• [Given text]
◇ ◇ ◇ ◇ ◇
# Texas makes a stand



## js (Jun 29, 2006)

A big thumbs up for Texas... :smt023


----------



## Waffen (Feb 8, 2006)

js said:


> A big thumbs up for Texas... :smt023


I saw on FoxNews tonight that there are 33 states that have or are working on some type of states rights resolution. To bad the MSM ignores what is really going on in the USA.

W


----------



## DevilsJohnson (Oct 21, 2007)

I was saying something about this earlier. I didn't know the states that had ratified yet. 33 eh? Getting there. I wrote letters to my state and fed reps asking about all this a while back asking what they thought about it and what my states plans were about it. I got no response back for a really long time. They actually answered another letter I wrote a few weeks later about 2A rights and what their stance was and what they planned to do about it all. About 5 weeks after the 2A letter I got exactly one letter a day till they all answered. I thought that was really odd. But they all said that Ky had a bill on the floor and they thought it was important for our state to put itself in a position to let the federal government know they were meaning business too. I don't like or trust our Governor at all but me might just stay quiet long enough for them to get something done besides raise our taxes anyway. I wouldn't mind the tax increases if it meant they were not going to take any of the hush money..i mean stimulus money to fall in like like good little socialists.

I haven't heard anything since. I need to go to the State Gov page. I've not looked in a while.

Congrats Texas! :smt1099


----------



## TOF (Sep 7, 2006)

Arizona is working on a States Rghts bill also. Hopefuly they will get it done soon.

tumbleweed


----------



## KS Trekker (Apr 4, 2009)

I miss living in Texas and Arizona! If Texas ever secedes from the Union, I would immigrate to Texas!


----------



## tekhead1219 (May 16, 2008)

What I really liked about it was the fact that the Governor got up and made the statement. It didn't just get passed and then buried so no one would know. Perry let everyone know what Texas thought about it. Not to offend any state, I just haven't seen any other Governor's make a statement. Doesn't mean that it hasn't happened in the 33 that have affirmed it. Just my .02.:smt023:smt033


----------



## DevilsJohnson (Oct 21, 2007)

In another forum I'm hearing a lot of Texans don't like or trust Perry too much(?) Seems to have something to do with the idea that he is a Bilderberger Member.
It's a bunch of that NWO stuff. I'm not well versed in the NWO or Bilderbergers.

I did like the press conference though. He kind of put it out there in a way that had to get BHO in a mood bad enough to kick his new Chappaquiddick water dog (Am I the only one that sees the irony of Teds choice of pets?). :anim_lol:


----------



## tekhead1219 (May 16, 2008)

Doesn't or didn't seem to bother anyone that Bill Clinton and Kathleen Sibelius are members also. As far as Perry goes, he is a politician and we all know what that means.:mrgreen:


----------



## TOF (Sep 7, 2006)
◇ ◇ ◇ ◇ ◇
• [Given instruction 1]
In the forum thread, how many states are said to have or be working on some type of states rights resolution?
◇ ◇ ◇ ◇ ◇
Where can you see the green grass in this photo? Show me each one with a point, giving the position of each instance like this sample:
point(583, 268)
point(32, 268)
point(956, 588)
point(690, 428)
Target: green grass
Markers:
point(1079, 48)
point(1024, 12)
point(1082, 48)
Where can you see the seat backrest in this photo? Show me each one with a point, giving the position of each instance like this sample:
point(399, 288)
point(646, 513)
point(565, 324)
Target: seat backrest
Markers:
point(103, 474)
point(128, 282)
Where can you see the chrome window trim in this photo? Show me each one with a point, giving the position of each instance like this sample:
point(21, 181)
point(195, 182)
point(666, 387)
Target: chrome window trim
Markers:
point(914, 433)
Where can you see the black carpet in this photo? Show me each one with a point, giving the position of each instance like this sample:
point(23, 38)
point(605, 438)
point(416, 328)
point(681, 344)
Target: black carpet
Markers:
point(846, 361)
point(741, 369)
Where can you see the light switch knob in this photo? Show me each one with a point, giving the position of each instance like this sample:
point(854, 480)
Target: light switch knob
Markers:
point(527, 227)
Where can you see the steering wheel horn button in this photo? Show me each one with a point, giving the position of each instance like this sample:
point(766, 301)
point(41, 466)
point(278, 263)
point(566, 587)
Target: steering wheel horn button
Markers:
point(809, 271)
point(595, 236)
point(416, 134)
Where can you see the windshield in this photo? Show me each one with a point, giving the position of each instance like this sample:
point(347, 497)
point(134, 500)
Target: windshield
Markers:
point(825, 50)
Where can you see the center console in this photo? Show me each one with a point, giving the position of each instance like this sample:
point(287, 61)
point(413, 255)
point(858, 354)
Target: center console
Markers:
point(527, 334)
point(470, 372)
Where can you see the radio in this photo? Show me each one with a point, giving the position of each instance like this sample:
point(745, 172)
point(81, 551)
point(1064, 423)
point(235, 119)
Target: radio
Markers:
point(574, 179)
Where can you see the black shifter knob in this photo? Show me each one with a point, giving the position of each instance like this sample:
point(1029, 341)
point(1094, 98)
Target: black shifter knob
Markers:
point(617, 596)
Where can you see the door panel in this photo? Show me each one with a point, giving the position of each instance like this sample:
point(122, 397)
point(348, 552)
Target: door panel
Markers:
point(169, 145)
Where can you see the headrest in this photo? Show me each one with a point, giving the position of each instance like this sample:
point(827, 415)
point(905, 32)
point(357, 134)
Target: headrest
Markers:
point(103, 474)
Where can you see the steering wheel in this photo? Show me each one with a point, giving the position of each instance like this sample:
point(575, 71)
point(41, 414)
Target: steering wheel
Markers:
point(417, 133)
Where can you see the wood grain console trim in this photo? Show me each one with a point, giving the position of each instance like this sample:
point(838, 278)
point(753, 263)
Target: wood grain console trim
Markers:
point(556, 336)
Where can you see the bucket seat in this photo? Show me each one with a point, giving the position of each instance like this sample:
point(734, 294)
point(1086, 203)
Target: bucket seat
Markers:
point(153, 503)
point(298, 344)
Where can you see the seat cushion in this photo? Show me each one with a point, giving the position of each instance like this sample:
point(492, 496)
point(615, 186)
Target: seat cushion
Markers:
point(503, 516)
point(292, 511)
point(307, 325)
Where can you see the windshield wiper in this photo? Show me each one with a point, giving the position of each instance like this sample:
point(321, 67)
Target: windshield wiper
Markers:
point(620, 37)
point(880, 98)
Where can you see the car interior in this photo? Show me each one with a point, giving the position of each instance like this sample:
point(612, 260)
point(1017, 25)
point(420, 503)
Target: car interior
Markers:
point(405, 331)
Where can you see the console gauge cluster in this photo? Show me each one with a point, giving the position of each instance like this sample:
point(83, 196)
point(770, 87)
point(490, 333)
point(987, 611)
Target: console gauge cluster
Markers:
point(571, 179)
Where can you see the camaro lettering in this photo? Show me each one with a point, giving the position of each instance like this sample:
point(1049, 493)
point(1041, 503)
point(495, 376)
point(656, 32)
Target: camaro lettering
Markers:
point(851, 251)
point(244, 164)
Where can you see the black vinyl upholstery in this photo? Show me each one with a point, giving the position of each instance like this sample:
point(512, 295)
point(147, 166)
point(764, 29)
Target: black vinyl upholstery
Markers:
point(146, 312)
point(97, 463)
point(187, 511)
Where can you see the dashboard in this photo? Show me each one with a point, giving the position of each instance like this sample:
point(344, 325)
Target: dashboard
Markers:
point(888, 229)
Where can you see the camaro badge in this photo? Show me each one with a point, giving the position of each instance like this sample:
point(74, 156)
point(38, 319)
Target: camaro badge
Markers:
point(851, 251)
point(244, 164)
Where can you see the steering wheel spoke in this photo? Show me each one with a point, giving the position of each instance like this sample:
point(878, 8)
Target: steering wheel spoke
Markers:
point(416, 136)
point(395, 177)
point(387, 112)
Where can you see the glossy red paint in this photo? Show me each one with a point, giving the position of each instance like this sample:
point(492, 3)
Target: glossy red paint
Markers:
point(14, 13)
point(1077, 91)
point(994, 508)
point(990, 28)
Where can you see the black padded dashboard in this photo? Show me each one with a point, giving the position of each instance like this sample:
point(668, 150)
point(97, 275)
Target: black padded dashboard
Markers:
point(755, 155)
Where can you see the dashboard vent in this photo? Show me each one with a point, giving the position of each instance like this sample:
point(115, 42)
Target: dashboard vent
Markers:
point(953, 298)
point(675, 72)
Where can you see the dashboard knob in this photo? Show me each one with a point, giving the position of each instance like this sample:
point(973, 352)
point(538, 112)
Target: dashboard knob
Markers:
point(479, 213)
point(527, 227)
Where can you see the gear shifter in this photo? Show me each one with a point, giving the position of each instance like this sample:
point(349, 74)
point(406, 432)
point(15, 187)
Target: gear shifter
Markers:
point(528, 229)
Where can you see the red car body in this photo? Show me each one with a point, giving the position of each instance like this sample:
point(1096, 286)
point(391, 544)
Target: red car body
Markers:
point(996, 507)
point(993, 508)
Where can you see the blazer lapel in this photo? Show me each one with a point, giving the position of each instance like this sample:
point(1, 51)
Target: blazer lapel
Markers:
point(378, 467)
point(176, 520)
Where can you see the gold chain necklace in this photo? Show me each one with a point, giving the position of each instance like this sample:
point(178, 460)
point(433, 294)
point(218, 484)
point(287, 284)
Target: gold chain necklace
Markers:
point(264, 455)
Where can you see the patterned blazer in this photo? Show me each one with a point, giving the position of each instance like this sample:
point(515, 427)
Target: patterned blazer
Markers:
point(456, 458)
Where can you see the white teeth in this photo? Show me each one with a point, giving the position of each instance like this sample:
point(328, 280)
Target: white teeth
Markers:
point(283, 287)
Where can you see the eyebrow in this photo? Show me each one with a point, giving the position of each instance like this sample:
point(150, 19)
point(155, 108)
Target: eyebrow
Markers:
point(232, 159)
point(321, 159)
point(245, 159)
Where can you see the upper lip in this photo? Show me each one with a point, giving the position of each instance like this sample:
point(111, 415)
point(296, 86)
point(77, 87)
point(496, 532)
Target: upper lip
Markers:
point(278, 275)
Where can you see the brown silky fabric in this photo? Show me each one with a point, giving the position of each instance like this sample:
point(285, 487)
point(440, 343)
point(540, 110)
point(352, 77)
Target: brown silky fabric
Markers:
◇ ◇ ◇ ◇ ◇
• [Given instruction 2]
Shift the records' stretch from the line that contains "Where can you see the dashboard in" through the line that contains "point(888, 229)" by reproducing those lines, requests included, with 87 added to each coordinate under "Markers:". Leave the sample coordinates unchanged.

• [Task solution 1]
33

• [Task solution 2]
Where can you see the dashboard in this photo? Show me each one with a point, giving the position of each instance like this sample:
point(344, 325)
Target: dashboard
Markers:
point(975, 316)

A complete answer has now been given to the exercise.